WORK TASK:
Extract the text of each entry below exactly, leaving every image behind.

RECORDS SHOWN:
*-*-*

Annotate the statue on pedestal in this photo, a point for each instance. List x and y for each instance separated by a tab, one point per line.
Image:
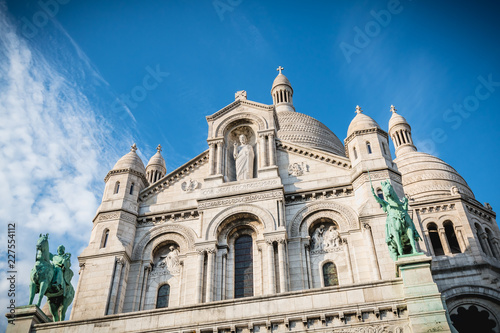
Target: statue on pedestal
400	232
52	278
244	158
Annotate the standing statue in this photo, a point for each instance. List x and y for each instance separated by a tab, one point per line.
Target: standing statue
171	259
400	232
244	157
52	279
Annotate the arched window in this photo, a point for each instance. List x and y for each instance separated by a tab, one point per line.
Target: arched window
435	240
490	243
330	277
451	237
163	296
243	270
384	149
105	236
479	233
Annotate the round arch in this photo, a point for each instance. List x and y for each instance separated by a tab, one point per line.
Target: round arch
263	215
256	120
344	216
162	233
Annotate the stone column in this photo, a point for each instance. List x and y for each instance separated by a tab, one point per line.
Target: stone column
220	145
444	241
373	254
262	151
307	248
489	250
270	266
272	150
282	269
210	275
119	262
211	157
348	259
199	275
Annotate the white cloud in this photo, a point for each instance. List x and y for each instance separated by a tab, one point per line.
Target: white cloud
53	151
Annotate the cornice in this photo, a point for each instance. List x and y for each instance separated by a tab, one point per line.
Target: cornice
174	176
312	153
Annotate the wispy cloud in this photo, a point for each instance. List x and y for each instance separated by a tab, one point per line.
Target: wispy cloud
55	148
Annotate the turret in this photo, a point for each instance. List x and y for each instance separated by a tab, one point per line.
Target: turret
156	167
400	132
282	93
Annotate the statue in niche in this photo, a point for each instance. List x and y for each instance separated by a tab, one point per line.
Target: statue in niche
332	238
170	260
243	157
400	232
317	238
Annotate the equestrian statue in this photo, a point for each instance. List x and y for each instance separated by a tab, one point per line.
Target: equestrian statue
400	232
51	277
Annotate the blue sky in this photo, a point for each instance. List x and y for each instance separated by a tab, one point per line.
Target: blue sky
66	66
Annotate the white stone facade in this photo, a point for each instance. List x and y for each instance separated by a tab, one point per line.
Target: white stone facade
308	206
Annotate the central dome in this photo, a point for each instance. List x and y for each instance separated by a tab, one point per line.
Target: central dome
306	131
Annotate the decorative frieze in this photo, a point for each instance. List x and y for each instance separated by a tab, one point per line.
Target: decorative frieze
435	209
319	195
250	186
240	199
170	217
298	169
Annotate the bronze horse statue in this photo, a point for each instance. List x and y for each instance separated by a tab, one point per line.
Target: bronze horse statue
52	279
400	232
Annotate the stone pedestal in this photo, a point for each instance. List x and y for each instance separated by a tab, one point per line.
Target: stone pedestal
425	307
25	318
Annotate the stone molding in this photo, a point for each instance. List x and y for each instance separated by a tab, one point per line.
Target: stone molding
343	191
128	170
238	188
264	216
344	216
174	176
312	153
162	232
240	199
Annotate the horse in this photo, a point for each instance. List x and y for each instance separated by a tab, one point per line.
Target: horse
400	232
43	282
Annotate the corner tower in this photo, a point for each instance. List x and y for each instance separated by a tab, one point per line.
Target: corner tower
282	92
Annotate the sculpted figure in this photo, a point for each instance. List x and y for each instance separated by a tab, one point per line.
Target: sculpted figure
317	238
244	157
400	231
171	260
52	278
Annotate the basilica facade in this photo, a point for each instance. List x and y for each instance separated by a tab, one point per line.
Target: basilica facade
274	228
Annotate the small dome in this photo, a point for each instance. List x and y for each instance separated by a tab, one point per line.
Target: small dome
130	161
426	177
306	131
361	122
396	118
157	159
281	79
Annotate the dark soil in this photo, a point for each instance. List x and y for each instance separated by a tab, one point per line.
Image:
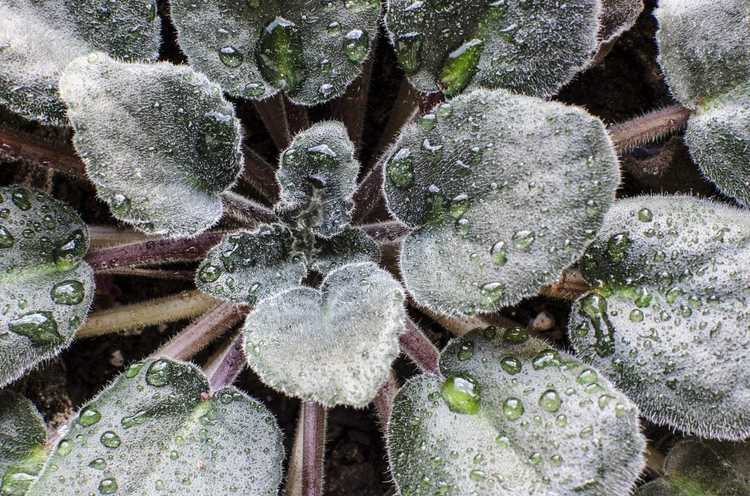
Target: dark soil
627	83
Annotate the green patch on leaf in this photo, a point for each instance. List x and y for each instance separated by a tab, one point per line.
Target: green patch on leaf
667	321
548	424
312	51
527	46
38	38
497	216
159	141
47	289
157	429
335	345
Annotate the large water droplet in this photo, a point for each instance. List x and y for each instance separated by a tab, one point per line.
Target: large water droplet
460	67
67	292
461	394
279	55
39	327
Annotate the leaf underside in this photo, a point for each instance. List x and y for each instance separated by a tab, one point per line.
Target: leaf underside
527	46
38	38
512	417
334	345
497	216
668	322
47	289
310	50
122	113
156	430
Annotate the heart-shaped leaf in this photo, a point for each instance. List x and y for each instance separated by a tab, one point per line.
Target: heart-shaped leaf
309	50
512	416
250	266
704	468
159	141
45	289
38	38
718	135
318	175
527	46
668	321
334	345
157	430
704	47
22	436
497	215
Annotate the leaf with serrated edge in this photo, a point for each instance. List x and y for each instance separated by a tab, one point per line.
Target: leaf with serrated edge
497	215
334	345
38	38
47	289
718	136
311	50
318	174
705	468
159	141
668	320
247	267
156	429
527	46
704	47
542	424
22	438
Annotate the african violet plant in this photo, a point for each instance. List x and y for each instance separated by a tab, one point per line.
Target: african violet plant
491	193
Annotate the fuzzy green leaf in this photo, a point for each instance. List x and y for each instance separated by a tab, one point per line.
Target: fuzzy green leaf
22	438
250	266
668	322
157	430
718	135
38	38
704	468
334	345
497	215
309	50
511	416
46	288
704	47
318	175
527	46
159	141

*-*-*

YOUR SOLUTION:
Annotate the statue on pedestal in this photo, a point for each instance. List x and y for each instance separated by a tab, one point per line.
Image:
Target: statue on pedestal
400	232
52	278
244	158
Annotate the standing statue in this photo, a point for each instance. List x and y for each instance separated by a tab, one point per line.
Target: standing statue
171	259
400	232
244	157
52	279
Annotate the arched window in this photo, a point for each instance. List x and y for each instance separated by a tab, one point per line.
Target: arched window
435	240
490	243
330	277
451	237
163	296
243	270
384	149
105	236
479	233
Annotate the round arch in this photo, a point for each instance. List x and y for each instance separated by a tab, one point per line.
Target: round arch
263	215
256	120
344	216
162	233
Annotate the stone column in this photo, a point for each instance. List x and y for each instance separated by a tab, one point per line.
Target: stone column
220	145
444	241
373	254
262	151
307	248
489	250
270	266
272	150
282	269
210	275
119	262
211	157
348	259
199	275
Annotate the white cloud in this photo, a point for each instance. List x and y for each instance separated by a tab, one point per line.
Target: white cloud
53	151
Annotate the cornice in this photo, a point for each instance. List x and y for each instance separated by a tab, one point per line.
Target: cornice
174	176
312	153
Annotate the wispy cloud in this photo, a point for each instance. List x and y for each instance separated by a tab, one point per line.
Target: wispy cloud
55	148
Annotate the turret in this photo, a point for each instance. List x and y for each instance separated by a tab, one point per line.
Target: turret
156	167
400	132
282	93
Annotate the statue in niche in this photo, a point for each instance. List x and y for each instance separated by a tab, one point per line.
Target: statue in niche
332	238
170	260
243	157
400	232
317	238
Annotate the equestrian statue in this photo, a point for each instance. List x and y for each instance separated by a tab, one point per line.
Target: equestrian statue
400	232
51	277
Annotate the blue sky in this photo, a point for each instance. List x and y for each instance separated by a tab, one point per line.
Target: blue sky
66	66
Annotate the white stone facade in this photo, a point for each instance. List x and y for each instance separated by a tab, one point per line.
Target: white stone facade
308	206
Annotate the central dome in this photo, a point for each instance. List x and y for each instance separated by a tab, one point per line.
Target: central dome
306	131
Annotate the decorative frieze in this photo, a point for each instance. List x and y for each instance separated by a tab, one point per line.
Target: decorative frieze
435	209
319	195
250	186
240	199
170	217
298	169
Annotate the bronze horse statue in this photo, a point for each instance. List x and y for each instance separated by a tab, one point per line.
Target: bronze horse statue
52	279
400	232
Annotate the stone pedestal in this photo, a point for each instance. List x and y for each instance separated by a tab, one point per line.
Target: stone pedestal
425	307
25	318
Annotate the stone molding in this photo, a point for each instance. List x and y for each instance separated by a tab, one point per line.
Target: stone molding
343	191
128	170
238	188
264	216
344	216
174	176
312	153
162	232
240	199
Annotate the horse in this photo, a point for each instance. List x and y for each instance separated by a tab, one point per line.
Target: horse
400	232
43	282
Annotate the corner tower in this photo, a point for each instance. List x and y for each instance separated by a tab, one point per line.
Target: corner tower
282	92
Annotate the sculpted figure in this photo, a point for each instance. List x and y for each instance separated by a tab, one point per line.
Target: sculpted figure
317	238
244	157
400	231
171	260
52	278
Annotate the basilica facade in this photo, a point for each instance. List x and y for each instance separated by a tab, one point per line.
Target: basilica facade
274	228
Annotate the small dome in this photo, a point for each instance. List x and y for each instance separated by a tab, one point per line.
Target: small dome
130	161
426	177
306	131
361	122
396	118
157	159
281	79
Annotate the dark soil in this photo, a point for each instance. List x and y for each instance separated by a tab, one point per line.
Image:
Target: dark soil
627	83
Annotate the green patch on leaf in this photo, a point for each instance. List x and y for each instance separated by a tab, one point per line.
Target: green patch on leaf
667	321
548	424
312	51
527	46
38	38
497	216
159	141
47	289
157	429
335	345
Annotate the large water droplet in this photo, a point for each instance. List x and y for each instance separated by a tab, one point per line.
Target: large water droplet
460	67
67	292
461	394
279	55
39	327
Annotate the leaf underside in this photo, a point for each instance. List x and y for each instance separated by a tab, one point per line.
Target: leaf underside
527	46
38	38
512	417
334	345
497	216
668	322
47	289
310	50
122	113
156	430
Annotate the heart-shaped leaf in this photo, a point for each instance. List x and y for each instance separated by a tab, one point per line.
Target: heart-shaped leaf
309	50
512	416
250	266
704	468
159	141
45	289
38	38
718	135
318	175
527	46
668	321
334	345
157	430
704	47
22	436
497	215
Annotate the leaf with serrated edge in this photo, a point for each instance. List x and y for each instance separated by a tab, one point per line.
Target: leaf with serrated edge
497	215
334	345
38	38
47	289
718	136
311	50
318	174
705	468
159	141
668	320
247	267
156	429
527	46
704	47
542	424
22	438
Annotate the african violet plant in this photo, a point for each instance. List x and y for each instance separated by a tab, one point per line.
Target: african violet plant
491	193
Annotate the fuzzy green leaf in this photo, a point for each instance. List x and y for each instance separated by a tab, one point per line.
Target: fuzzy green leaf
22	438
250	266
668	322
157	430
718	135
38	38
704	468
334	345
497	215
309	50
511	416
46	288
704	47
318	175
527	46
159	141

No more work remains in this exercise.